**What is required**
Reproduce, without any change, the span of lines from the opening of the records below to the line containing "the mountain ridge", inclusive.

**Data extract**
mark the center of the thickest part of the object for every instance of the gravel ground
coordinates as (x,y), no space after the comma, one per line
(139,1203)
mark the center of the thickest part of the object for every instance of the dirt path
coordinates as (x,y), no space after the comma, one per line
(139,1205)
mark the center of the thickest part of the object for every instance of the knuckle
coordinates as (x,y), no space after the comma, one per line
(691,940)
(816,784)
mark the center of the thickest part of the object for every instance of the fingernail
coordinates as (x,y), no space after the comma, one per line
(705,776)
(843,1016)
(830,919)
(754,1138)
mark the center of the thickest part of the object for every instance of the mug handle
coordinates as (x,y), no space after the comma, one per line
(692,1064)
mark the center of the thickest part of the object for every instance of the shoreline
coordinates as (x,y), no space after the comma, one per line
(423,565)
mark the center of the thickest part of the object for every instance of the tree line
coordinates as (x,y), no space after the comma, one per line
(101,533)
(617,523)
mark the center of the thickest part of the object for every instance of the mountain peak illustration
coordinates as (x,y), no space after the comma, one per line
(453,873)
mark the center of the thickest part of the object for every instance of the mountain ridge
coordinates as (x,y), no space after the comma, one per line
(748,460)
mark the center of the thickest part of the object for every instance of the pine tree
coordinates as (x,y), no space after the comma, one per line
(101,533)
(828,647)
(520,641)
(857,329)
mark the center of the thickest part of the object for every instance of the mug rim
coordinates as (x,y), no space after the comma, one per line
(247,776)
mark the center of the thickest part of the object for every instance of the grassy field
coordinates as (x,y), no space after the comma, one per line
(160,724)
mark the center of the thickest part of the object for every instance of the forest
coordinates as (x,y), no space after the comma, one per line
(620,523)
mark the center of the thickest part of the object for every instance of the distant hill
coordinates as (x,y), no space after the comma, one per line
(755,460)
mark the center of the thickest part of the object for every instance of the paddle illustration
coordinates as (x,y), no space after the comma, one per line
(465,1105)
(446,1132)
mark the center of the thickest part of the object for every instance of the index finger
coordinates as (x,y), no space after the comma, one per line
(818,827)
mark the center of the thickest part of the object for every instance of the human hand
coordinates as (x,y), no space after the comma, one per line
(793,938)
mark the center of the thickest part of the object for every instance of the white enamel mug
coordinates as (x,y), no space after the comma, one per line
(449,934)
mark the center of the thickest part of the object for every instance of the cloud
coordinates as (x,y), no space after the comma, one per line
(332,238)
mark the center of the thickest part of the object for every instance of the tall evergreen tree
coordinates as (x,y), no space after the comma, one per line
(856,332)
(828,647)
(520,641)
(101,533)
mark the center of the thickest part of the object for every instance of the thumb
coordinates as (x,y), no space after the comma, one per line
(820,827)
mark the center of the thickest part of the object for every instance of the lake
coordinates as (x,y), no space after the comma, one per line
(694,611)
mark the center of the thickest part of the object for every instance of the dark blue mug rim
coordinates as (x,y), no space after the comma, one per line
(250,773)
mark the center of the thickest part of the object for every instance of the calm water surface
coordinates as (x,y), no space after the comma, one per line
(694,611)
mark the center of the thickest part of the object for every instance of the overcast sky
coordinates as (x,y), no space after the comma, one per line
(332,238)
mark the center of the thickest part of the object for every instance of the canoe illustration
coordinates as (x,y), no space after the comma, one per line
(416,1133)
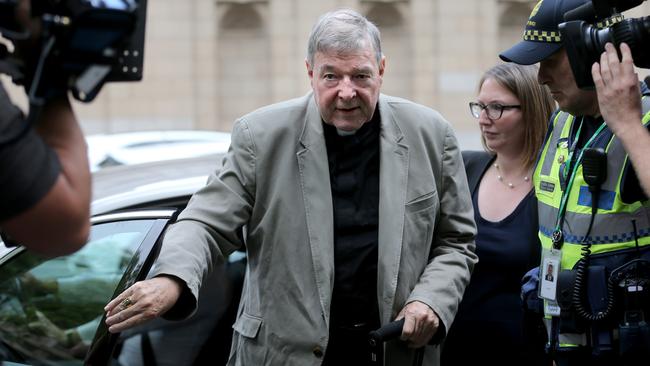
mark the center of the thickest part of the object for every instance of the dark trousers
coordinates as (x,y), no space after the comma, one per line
(349,346)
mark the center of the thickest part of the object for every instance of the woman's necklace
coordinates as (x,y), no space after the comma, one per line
(508,184)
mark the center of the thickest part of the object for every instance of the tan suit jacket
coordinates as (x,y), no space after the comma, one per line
(273,196)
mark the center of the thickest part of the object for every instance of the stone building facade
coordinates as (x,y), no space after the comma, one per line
(209,61)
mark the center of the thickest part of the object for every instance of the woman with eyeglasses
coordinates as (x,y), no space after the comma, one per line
(512,111)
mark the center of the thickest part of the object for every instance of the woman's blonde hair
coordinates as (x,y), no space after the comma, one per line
(537,105)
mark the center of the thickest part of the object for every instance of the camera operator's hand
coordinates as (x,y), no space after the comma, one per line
(59,222)
(49,218)
(619,100)
(420,324)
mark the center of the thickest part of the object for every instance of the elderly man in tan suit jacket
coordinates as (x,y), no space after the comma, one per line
(274,195)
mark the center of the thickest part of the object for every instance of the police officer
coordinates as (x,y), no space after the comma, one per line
(595,227)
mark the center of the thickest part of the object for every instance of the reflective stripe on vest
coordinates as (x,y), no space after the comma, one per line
(612,229)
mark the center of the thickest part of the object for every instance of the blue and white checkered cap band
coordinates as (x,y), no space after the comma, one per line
(542,36)
(554,36)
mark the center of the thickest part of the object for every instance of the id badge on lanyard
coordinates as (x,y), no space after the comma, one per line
(549,270)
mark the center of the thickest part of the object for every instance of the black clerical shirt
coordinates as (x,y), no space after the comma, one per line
(354,177)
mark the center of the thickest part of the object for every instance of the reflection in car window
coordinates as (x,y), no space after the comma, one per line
(50,309)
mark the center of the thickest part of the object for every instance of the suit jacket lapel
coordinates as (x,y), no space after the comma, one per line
(393,179)
(317,197)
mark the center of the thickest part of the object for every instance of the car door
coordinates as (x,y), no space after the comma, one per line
(51,310)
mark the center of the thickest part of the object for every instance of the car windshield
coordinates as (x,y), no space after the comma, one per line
(50,309)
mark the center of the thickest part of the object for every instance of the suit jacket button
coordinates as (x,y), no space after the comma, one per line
(318,352)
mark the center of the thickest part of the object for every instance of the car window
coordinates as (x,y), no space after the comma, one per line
(50,309)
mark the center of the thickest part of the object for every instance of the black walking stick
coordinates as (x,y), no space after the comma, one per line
(377,338)
(388,332)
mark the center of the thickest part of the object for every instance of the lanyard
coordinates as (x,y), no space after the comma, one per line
(570,170)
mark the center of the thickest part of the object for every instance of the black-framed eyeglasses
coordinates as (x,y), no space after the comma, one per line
(493,110)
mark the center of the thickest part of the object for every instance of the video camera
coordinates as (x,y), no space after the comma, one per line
(84,44)
(585,42)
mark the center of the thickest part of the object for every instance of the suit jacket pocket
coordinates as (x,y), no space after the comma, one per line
(248,325)
(422,202)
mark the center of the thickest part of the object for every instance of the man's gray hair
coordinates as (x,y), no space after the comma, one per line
(343,31)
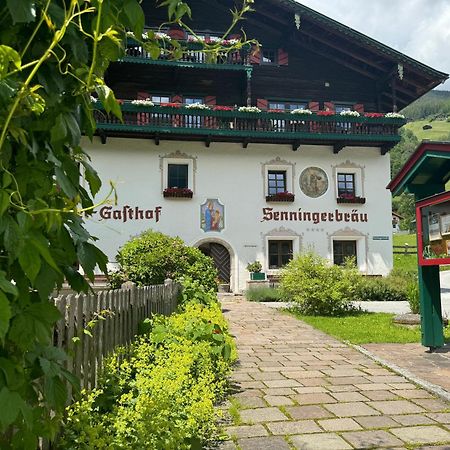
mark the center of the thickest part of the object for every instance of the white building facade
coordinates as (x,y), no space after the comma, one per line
(236,180)
(257,153)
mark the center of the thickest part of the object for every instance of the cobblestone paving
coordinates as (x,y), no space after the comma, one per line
(299,388)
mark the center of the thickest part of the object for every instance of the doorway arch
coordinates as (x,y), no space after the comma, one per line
(223,256)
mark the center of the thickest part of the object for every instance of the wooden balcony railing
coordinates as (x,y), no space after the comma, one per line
(266,125)
(192,55)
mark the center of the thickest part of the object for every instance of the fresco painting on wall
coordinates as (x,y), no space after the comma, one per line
(212,215)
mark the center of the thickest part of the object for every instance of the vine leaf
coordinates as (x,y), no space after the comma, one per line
(5,315)
(10,405)
(22,11)
(31,264)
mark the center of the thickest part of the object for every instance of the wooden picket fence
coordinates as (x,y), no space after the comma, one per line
(93,325)
(405,249)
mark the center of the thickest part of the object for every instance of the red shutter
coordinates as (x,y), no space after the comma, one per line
(314,106)
(177,99)
(262,103)
(210,100)
(255,56)
(176,33)
(283,58)
(328,106)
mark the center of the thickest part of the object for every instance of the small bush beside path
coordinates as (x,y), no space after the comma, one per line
(160,392)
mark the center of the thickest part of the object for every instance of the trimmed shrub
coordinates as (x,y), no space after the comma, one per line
(263,294)
(152,257)
(160,392)
(318,288)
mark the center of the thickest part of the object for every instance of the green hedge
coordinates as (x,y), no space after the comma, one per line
(159,393)
(318,288)
(152,257)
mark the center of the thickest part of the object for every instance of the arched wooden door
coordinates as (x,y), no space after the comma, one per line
(221,258)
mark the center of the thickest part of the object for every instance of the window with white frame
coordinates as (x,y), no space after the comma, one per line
(349,182)
(277,178)
(280,252)
(178,173)
(343,250)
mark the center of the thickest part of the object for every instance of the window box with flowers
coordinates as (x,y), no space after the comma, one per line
(351,199)
(280,197)
(175,192)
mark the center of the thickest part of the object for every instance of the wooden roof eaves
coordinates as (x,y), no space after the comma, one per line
(396,184)
(368,41)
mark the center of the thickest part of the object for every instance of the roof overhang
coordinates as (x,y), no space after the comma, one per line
(390,69)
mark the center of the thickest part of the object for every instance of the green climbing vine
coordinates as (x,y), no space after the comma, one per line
(53,57)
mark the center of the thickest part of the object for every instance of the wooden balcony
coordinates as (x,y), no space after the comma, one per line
(164,122)
(192,56)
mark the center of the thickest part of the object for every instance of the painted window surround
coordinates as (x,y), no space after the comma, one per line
(357,171)
(288,237)
(282,166)
(177,158)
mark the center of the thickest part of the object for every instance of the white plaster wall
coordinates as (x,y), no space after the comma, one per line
(234,175)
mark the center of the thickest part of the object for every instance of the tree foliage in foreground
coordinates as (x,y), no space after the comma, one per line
(53,56)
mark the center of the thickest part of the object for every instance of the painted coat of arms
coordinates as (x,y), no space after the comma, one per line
(313,182)
(212,216)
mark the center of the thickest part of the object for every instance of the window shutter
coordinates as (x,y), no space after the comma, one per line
(255,56)
(262,103)
(176,33)
(314,106)
(283,58)
(177,99)
(328,106)
(210,100)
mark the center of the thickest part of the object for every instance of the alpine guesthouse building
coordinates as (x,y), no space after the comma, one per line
(257,155)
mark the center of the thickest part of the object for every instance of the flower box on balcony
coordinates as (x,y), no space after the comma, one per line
(177,193)
(351,200)
(280,197)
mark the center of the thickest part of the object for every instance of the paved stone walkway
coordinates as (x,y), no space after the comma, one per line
(432,367)
(299,388)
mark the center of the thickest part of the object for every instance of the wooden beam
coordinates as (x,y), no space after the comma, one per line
(386,148)
(103,136)
(336,60)
(341,49)
(338,146)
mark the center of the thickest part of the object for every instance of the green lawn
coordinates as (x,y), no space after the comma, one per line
(365,328)
(440,130)
(405,262)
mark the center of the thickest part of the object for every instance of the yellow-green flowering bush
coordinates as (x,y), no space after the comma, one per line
(159,393)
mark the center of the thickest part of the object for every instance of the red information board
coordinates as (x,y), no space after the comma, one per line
(433,230)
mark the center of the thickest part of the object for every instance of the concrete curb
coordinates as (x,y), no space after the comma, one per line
(430,387)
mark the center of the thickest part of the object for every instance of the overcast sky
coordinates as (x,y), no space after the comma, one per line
(418,28)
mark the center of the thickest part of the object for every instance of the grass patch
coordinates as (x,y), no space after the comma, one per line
(235,411)
(365,328)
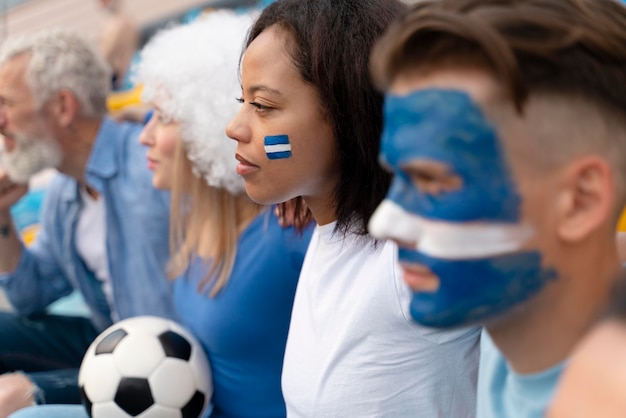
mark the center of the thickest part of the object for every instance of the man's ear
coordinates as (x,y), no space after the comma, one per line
(64,107)
(586,198)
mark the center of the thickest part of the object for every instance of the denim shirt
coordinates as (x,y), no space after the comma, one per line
(137,227)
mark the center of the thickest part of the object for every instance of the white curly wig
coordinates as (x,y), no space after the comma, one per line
(192,71)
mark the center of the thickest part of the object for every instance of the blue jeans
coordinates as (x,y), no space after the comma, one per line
(52,411)
(48,349)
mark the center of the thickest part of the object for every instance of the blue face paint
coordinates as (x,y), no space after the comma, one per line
(472,291)
(447,127)
(277,147)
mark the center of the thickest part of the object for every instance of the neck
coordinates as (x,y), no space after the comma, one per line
(542,334)
(247,210)
(77,141)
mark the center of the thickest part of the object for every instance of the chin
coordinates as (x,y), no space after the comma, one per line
(263,196)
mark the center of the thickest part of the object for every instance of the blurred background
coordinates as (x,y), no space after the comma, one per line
(119,28)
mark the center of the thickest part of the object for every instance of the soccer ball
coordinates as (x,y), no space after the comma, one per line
(145,367)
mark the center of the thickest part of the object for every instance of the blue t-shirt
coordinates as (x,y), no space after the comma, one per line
(244,327)
(504,393)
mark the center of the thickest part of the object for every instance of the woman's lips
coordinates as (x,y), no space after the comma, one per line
(245,167)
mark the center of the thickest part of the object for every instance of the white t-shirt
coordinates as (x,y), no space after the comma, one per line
(91,241)
(352,349)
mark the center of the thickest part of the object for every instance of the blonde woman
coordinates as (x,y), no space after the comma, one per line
(236,269)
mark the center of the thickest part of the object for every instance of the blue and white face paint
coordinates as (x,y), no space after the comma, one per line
(470,237)
(277,147)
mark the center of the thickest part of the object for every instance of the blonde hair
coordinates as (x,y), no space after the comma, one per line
(191,71)
(205,222)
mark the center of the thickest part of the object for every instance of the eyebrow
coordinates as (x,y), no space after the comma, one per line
(262,87)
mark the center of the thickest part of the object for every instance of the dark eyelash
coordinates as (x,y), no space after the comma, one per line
(259,106)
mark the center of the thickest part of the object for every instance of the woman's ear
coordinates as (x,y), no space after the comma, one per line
(586,198)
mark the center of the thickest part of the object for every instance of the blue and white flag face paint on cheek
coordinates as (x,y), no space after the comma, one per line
(277,147)
(472,237)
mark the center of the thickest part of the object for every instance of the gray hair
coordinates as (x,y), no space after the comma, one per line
(191,70)
(62,59)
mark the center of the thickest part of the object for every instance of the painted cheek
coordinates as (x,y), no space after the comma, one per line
(447,127)
(472,291)
(277,147)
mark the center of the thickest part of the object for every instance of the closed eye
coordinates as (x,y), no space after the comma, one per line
(260,107)
(432,177)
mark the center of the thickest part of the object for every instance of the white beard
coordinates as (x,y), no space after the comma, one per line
(30,156)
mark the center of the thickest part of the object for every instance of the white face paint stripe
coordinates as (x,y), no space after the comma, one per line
(448,240)
(277,148)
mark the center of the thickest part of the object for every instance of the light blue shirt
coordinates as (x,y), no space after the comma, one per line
(137,227)
(504,393)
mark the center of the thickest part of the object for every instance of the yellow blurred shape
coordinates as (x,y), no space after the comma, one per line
(119,99)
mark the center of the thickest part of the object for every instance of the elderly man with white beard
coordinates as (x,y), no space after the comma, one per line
(104,228)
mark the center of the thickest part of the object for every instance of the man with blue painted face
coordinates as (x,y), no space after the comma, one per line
(505,129)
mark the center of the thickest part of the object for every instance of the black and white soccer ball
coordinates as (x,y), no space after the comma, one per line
(145,367)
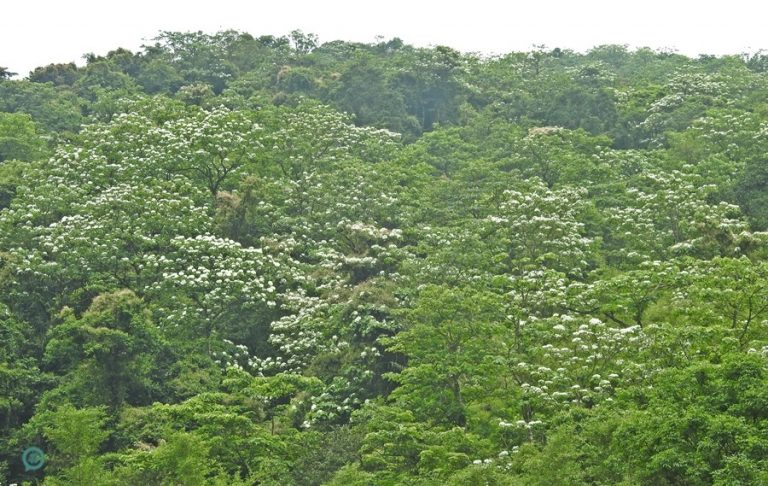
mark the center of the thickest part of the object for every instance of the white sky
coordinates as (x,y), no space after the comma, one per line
(39,32)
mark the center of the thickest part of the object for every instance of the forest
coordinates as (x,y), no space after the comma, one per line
(238,260)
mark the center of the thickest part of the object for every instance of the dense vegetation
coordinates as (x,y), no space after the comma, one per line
(238,260)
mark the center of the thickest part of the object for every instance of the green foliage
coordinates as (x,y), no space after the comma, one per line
(228,259)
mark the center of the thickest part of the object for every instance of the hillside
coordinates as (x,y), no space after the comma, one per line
(229,259)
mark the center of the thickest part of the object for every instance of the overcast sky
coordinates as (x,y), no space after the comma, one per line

**Output of the exercise**
mark the center of the thickest part of the object for every instance of the gravel ground
coordinates as (x,y), no space after the comma, one per line
(139,1203)
mark the center of the thickest part of the object for every instance of the dirt path
coordinates as (x,y), no space after the comma, one per line
(139,1205)
mark the center of the thickest part of the object for every instance of the knuckle
coordinates as (x,y), no space after the comma, one per line
(691,940)
(816,784)
mark the center of the thickest part of the object for every instance of the fingernail
coordinates as (x,y), no space after the comma, one per line
(705,776)
(843,1016)
(830,919)
(754,1138)
mark the center of the thickest part of the object for every instance of the mug handle
coordinates as (x,y), no space after the comma, one per line
(692,1064)
mark the center of the thickest part of the object for every instance of the shoreline
coordinates as (x,y), no space after the comma, one per line
(423,565)
mark the center of the thickest part of the object for every instance of the tree line
coordinates as (x,y), no space after the comma, one per line
(101,533)
(617,523)
mark the center of the thickest part of the object for every instance of the mountain peak illustration
coordinates as (x,y), no space after the comma, one per line
(453,873)
mark the center of the thickest part of the object for every instance of the mountain ridge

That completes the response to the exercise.